* Task
The records beneath should be restated word for word.

[Referring expression pointing data]
[Start of Attachment]

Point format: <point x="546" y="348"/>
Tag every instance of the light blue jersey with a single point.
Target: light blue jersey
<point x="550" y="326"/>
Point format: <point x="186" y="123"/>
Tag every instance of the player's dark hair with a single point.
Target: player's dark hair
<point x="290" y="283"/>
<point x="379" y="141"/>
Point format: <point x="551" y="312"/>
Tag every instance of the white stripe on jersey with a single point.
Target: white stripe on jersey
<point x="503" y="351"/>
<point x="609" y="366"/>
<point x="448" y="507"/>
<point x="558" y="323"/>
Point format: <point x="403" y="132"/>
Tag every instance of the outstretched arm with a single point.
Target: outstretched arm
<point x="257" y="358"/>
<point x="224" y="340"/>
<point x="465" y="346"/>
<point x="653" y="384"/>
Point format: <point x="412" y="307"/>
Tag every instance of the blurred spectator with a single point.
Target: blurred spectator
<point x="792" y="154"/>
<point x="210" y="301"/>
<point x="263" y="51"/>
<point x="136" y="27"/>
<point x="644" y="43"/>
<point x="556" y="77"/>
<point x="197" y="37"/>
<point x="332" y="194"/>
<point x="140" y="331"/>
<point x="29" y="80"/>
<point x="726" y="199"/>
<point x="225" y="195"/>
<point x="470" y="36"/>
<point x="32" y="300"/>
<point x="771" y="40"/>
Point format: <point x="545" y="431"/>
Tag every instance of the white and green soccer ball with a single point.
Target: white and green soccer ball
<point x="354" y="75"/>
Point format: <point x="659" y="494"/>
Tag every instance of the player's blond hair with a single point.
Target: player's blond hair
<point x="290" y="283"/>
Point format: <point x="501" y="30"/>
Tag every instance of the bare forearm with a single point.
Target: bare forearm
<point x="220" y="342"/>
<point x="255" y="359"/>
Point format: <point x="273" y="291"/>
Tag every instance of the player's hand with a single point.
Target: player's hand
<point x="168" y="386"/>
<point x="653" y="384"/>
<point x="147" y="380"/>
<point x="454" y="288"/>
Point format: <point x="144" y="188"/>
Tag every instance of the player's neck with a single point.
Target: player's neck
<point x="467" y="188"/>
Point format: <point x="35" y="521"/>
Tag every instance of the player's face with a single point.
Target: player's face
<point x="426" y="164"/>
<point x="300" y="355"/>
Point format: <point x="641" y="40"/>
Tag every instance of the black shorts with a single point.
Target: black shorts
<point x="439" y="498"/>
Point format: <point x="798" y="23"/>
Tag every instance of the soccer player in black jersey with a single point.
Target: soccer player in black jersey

[End of Attachment]

* Result of this exercise
Point format: <point x="546" y="348"/>
Tag every instance of the light blue jersey with a single point.
Target: light blue jersey
<point x="550" y="326"/>
Point format: <point x="186" y="123"/>
Tag every instance of the player's dark hair with a single point.
Target: player's dark hair
<point x="290" y="283"/>
<point x="379" y="141"/>
Point format: <point x="551" y="312"/>
Tag every instance of the white stripe on jersey with a single point.
Target: white stripe on jersey
<point x="503" y="351"/>
<point x="609" y="366"/>
<point x="448" y="507"/>
<point x="558" y="323"/>
Point format: <point x="403" y="132"/>
Tag every instance of the outstretched arm with a single point.
Target: outstretched arm
<point x="257" y="358"/>
<point x="224" y="340"/>
<point x="465" y="346"/>
<point x="653" y="384"/>
Point format: <point x="412" y="307"/>
Tag every instance of the blurred spectator with a single point.
Target: blurred spectator
<point x="792" y="154"/>
<point x="210" y="301"/>
<point x="263" y="51"/>
<point x="136" y="27"/>
<point x="644" y="43"/>
<point x="556" y="77"/>
<point x="197" y="37"/>
<point x="332" y="194"/>
<point x="140" y="331"/>
<point x="29" y="80"/>
<point x="726" y="199"/>
<point x="225" y="195"/>
<point x="470" y="36"/>
<point x="32" y="300"/>
<point x="771" y="40"/>
Point format: <point x="545" y="431"/>
Tag every instance of the white and green soccer ball with a single point.
Target: white and green soccer ball
<point x="354" y="75"/>
Point format: <point x="659" y="494"/>
Tag every instance of the player's blond hair with a single point.
Target: player's blond hair
<point x="290" y="283"/>
Point format: <point x="501" y="30"/>
Tag every instance of the bare forearm with a single point.
Target: bare forearm
<point x="220" y="342"/>
<point x="255" y="359"/>
Point format: <point x="273" y="291"/>
Tag every instance of the player's hand with a single point.
Target: player's hand
<point x="168" y="386"/>
<point x="653" y="384"/>
<point x="147" y="380"/>
<point x="454" y="288"/>
Point format: <point x="144" y="188"/>
Tag every instance of the player's neck with a single point.
Target: player's neck
<point x="467" y="188"/>
Point format: <point x="35" y="521"/>
Tag every instance of the player's face with a single point.
Target: player's face
<point x="426" y="164"/>
<point x="300" y="355"/>
Point format: <point x="641" y="40"/>
Tag every instance of the black shorts with a single point.
Target: black shorts
<point x="439" y="498"/>
Point format: <point x="798" y="23"/>
Tag every instance of the soccer player in black jersey with a single point.
Target: soccer player in black jersey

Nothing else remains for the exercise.